§ **Problem requirements**:
Format every line of the listing below as a JSON list of strings, one string per line, leaving out blank lines and any pictures.

§ **Entries**:
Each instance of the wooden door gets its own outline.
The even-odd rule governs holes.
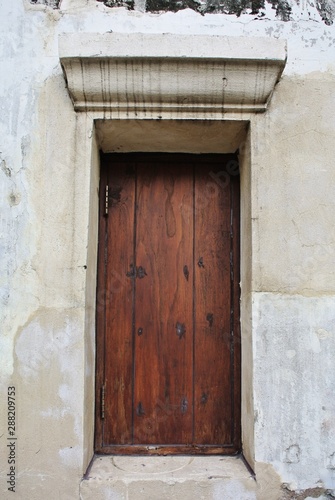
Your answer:
[[[240,450],[233,155],[102,156],[96,451]]]

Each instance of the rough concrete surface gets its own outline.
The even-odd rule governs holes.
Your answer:
[[[185,120],[180,147],[189,152],[239,143],[242,446],[256,474],[256,490],[248,476],[229,472],[229,481],[206,479],[201,470],[201,481],[188,484],[170,484],[170,473],[163,472],[158,494],[180,488],[178,495],[187,498],[194,487],[193,498],[334,495],[334,4],[291,2],[286,21],[276,14],[278,5],[248,3],[238,16],[224,13],[226,6],[204,15],[192,5],[177,12],[146,12],[139,0],[134,10],[96,0],[49,5],[0,0],[4,500],[73,500],[80,491],[88,498],[89,484],[97,499],[123,498],[125,491],[139,498],[157,495],[150,490],[152,482],[126,471],[129,482],[118,479],[111,492],[106,475],[113,468],[104,478],[83,481],[94,454],[99,149],[103,144],[123,151],[141,147],[145,135],[146,150],[157,146],[156,139],[168,150],[176,134],[171,120],[161,129],[166,141],[157,130],[150,140],[147,131],[160,120],[158,114],[143,130],[134,117],[123,118],[117,136],[110,113],[74,111],[58,36],[110,31],[187,35],[190,46],[193,35],[263,37],[265,51],[268,40],[281,38],[288,47],[284,73],[265,113],[222,112],[208,142],[210,126],[201,124],[203,117],[194,113],[197,126],[188,128],[182,111],[178,115]],[[252,14],[256,8],[258,14]],[[94,120],[110,123],[98,133]],[[202,141],[197,141],[199,127]],[[7,483],[12,470],[8,390],[13,387],[15,495]]]

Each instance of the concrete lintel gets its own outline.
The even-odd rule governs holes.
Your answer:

§ **Correct result**:
[
  "Each instance of the wooden door gets its own outline.",
  "The even-odd rule governs holes.",
  "Your answer:",
  "[[[240,450],[233,155],[102,156],[96,451]]]",
  "Each instance of the rough concrete surface gets its own outline.",
  "The even-odd rule governs holes.",
  "Your answer:",
  "[[[185,120],[180,147],[189,152],[239,143],[242,446],[256,474],[256,490],[248,476],[229,472],[229,481],[206,479],[201,470],[201,481],[188,484],[170,484],[170,473],[163,472],[158,494],[180,488],[178,495],[187,498],[194,487],[193,498],[334,495],[334,4],[291,2],[286,21],[276,14],[278,5],[248,3],[238,16],[224,13],[226,6],[204,15],[192,5],[177,12],[146,12],[139,0],[134,10],[96,0],[49,5],[0,0],[4,500],[73,500],[80,491],[88,498],[89,484],[97,499],[123,498],[125,491],[139,498],[157,495],[150,490],[152,482],[126,471],[129,482],[118,479],[111,492],[106,475],[113,468],[104,478],[83,481],[94,454],[99,149],[103,144],[123,151],[141,147],[145,135],[146,150],[157,146],[156,139],[168,150],[176,134],[171,120],[161,129],[166,141],[157,130],[150,140],[147,131],[160,120],[158,114],[143,130],[134,117],[123,118],[117,136],[110,113],[74,111],[58,36],[110,31],[187,35],[190,46],[193,35],[263,37],[265,51],[268,40],[281,38],[288,47],[284,73],[265,113],[222,112],[208,142],[210,126],[201,124],[203,117],[194,113],[197,126],[188,128],[182,111],[178,115]],[[252,14],[256,8],[258,14]],[[94,120],[110,123],[98,133]],[[202,141],[197,141],[199,127]],[[7,483],[12,470],[8,390],[13,387],[15,495]]]",
  "Each instance of the concrete lintel gets its own outline.",
  "The even-odd rule governs holes.",
  "Your answer:"
]